_Dataset records on object locations_
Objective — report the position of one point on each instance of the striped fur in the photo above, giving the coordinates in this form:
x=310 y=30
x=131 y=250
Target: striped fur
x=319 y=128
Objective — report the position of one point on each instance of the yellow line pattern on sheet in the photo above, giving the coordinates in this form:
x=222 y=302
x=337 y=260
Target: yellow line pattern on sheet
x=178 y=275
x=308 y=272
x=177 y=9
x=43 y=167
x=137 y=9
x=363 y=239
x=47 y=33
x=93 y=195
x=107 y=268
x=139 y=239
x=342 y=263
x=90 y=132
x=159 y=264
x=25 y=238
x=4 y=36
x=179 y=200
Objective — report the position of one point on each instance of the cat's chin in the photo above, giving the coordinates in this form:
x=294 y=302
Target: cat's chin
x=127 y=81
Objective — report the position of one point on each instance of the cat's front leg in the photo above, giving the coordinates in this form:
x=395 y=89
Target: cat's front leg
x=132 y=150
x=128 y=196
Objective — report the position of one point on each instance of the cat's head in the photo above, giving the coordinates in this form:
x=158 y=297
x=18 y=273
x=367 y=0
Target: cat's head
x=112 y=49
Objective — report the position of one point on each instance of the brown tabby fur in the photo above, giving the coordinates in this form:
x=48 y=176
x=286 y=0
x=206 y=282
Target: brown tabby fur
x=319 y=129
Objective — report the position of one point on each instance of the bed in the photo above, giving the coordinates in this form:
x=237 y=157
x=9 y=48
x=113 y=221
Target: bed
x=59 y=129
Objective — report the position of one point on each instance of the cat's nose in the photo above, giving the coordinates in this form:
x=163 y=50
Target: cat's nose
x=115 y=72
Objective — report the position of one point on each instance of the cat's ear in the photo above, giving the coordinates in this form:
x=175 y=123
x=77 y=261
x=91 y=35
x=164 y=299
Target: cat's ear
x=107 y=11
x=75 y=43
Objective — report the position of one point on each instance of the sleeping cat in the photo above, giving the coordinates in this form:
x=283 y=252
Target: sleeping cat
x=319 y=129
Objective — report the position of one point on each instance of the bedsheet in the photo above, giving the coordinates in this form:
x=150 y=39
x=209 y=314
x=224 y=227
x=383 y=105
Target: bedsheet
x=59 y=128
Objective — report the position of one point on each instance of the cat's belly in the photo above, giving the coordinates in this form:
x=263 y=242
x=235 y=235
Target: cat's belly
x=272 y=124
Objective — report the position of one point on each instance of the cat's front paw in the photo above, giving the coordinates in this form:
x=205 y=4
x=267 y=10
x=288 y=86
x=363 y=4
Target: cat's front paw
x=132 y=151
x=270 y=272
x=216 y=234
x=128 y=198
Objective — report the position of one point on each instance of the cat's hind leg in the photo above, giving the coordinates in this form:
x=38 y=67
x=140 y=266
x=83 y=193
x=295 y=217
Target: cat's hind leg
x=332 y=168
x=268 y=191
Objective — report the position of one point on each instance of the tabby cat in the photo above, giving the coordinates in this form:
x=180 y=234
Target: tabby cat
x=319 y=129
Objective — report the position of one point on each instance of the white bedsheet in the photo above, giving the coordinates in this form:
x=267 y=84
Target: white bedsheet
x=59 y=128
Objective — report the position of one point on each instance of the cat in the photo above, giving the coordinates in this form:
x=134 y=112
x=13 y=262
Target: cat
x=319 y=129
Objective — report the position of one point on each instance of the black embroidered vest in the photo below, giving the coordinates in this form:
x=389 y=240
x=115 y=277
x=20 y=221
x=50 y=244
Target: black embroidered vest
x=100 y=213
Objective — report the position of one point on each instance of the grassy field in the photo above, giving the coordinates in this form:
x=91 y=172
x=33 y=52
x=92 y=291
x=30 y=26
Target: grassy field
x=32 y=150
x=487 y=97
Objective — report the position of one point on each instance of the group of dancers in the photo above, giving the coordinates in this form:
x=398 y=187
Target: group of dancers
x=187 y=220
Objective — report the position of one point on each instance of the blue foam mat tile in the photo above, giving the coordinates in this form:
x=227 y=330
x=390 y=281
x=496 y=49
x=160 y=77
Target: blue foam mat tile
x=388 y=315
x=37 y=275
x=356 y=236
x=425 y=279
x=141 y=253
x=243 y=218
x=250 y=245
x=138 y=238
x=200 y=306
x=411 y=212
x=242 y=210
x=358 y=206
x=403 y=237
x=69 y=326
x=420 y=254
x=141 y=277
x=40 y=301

_Written request_
Copy all of the lines above without changing a single character.

_Written answer_
Objective — report the position of one point on each instance of the striped fur in the photo above, giving the coordinates in this form:
x=310 y=30
x=131 y=250
Target: striped fur
x=319 y=128
Objective — report the position of one point on each instance of the yellow line pattern on sheet in the photo above, giving the coordinates in this form:
x=222 y=302
x=337 y=260
Target: yellow line pattern on sheet
x=178 y=275
x=308 y=272
x=177 y=9
x=43 y=167
x=137 y=9
x=363 y=239
x=47 y=33
x=93 y=195
x=107 y=268
x=139 y=239
x=342 y=263
x=90 y=132
x=159 y=264
x=25 y=238
x=4 y=36
x=179 y=200
Objective — report the position of one point on each instance of the cat's chin in the photo above, giving the coordinates in this form:
x=294 y=302
Target: cat's chin
x=127 y=81
Objective — report the position of one point on each instance of the cat's front leg in the photo above, giving the coordinates in this form:
x=395 y=89
Target: cat's front leg
x=132 y=150
x=128 y=196
Objective — report the position of one point on each instance of the cat's head in the photo above, giving the coordinates in this form:
x=158 y=297
x=18 y=273
x=367 y=0
Target: cat's head
x=112 y=49
Objective — report the position of one point on each instance of the brown tabby fur in the photo above, giving the coordinates in this form:
x=48 y=176
x=286 y=0
x=206 y=282
Target: brown tabby fur
x=319 y=129
Objective — report the position of one point on each instance of the bed in the photo above, giving the coordinates in this form:
x=237 y=157
x=9 y=48
x=113 y=221
Target: bed
x=59 y=129
Objective — report the position of one point on each instance of the cat's nose in the photo above, giving the coordinates in this form:
x=163 y=50
Target: cat's nose
x=115 y=72
Objective — report the position of one point on each instance of the cat's ear in the photo above, giving the coordinates in this form:
x=175 y=123
x=77 y=261
x=91 y=35
x=164 y=299
Target: cat's ear
x=107 y=11
x=75 y=43
Objective — report the position of one point on each instance of the sleeping cat in the photo above, giving the coordinates in this form:
x=283 y=252
Target: sleeping cat
x=319 y=129
Objective — report the position of one point on each instance of the bedsheet in the photo above, giving the coordinates in this form:
x=150 y=39
x=209 y=314
x=224 y=227
x=383 y=105
Target: bedsheet
x=59 y=128
Objective — report the position of one point on each instance of the cat's belly in the photo above, giving the coordinates in this form:
x=263 y=242
x=235 y=235
Target: cat's belly
x=272 y=124
Objective — report the position of one point on each instance of the cat's front paw in the photo above, giving the coordinates in this form:
x=205 y=4
x=267 y=10
x=288 y=86
x=363 y=4
Target: cat's front paw
x=132 y=151
x=270 y=272
x=216 y=234
x=128 y=198
Objective — report the position of one point on each instance of the cat's hind leg in the photo above, giving the coordinates in this form:
x=38 y=67
x=140 y=266
x=83 y=193
x=295 y=217
Target: cat's hind leg
x=332 y=168
x=268 y=191
Objective — report the position of one point on each instance of the tabby cat in the photo above, giving the coordinates in this form:
x=180 y=234
Target: tabby cat
x=319 y=129
Objective — report the position of one point on each instance of the white bedsheet in the photo above, giving the coordinates in this form:
x=267 y=84
Target: white bedsheet
x=59 y=128
Objective — report the position of one point on each instance of the cat in the photo above, giving the coordinates in this form:
x=134 y=112
x=13 y=262
Target: cat
x=319 y=129
Objective — report the position of one point on each instance of the black embroidered vest in the photo below, giving the coordinates in this form:
x=389 y=240
x=115 y=277
x=20 y=221
x=50 y=244
Target: black embroidered vest
x=100 y=213
Objective — report the position of one point on each instance of the grassy field in the photo above, giving the coordinates in this form:
x=91 y=172
x=33 y=52
x=92 y=291
x=30 y=26
Target: grassy field
x=32 y=150
x=487 y=97
Objective — report the position of one point on each instance of the group of dancers in the photo above, giving the coordinates in this form:
x=398 y=187
Target: group of dancers
x=187 y=220
Objective — report the position of one point on each instance of the blue foam mat tile in the photo above, giving the coordinates in this form:
x=227 y=330
x=390 y=281
x=496 y=49
x=160 y=77
Target: blue foam mat tile
x=388 y=315
x=37 y=275
x=356 y=236
x=425 y=279
x=141 y=253
x=243 y=218
x=250 y=245
x=138 y=238
x=200 y=306
x=411 y=212
x=242 y=210
x=358 y=206
x=403 y=237
x=69 y=326
x=420 y=254
x=141 y=277
x=40 y=301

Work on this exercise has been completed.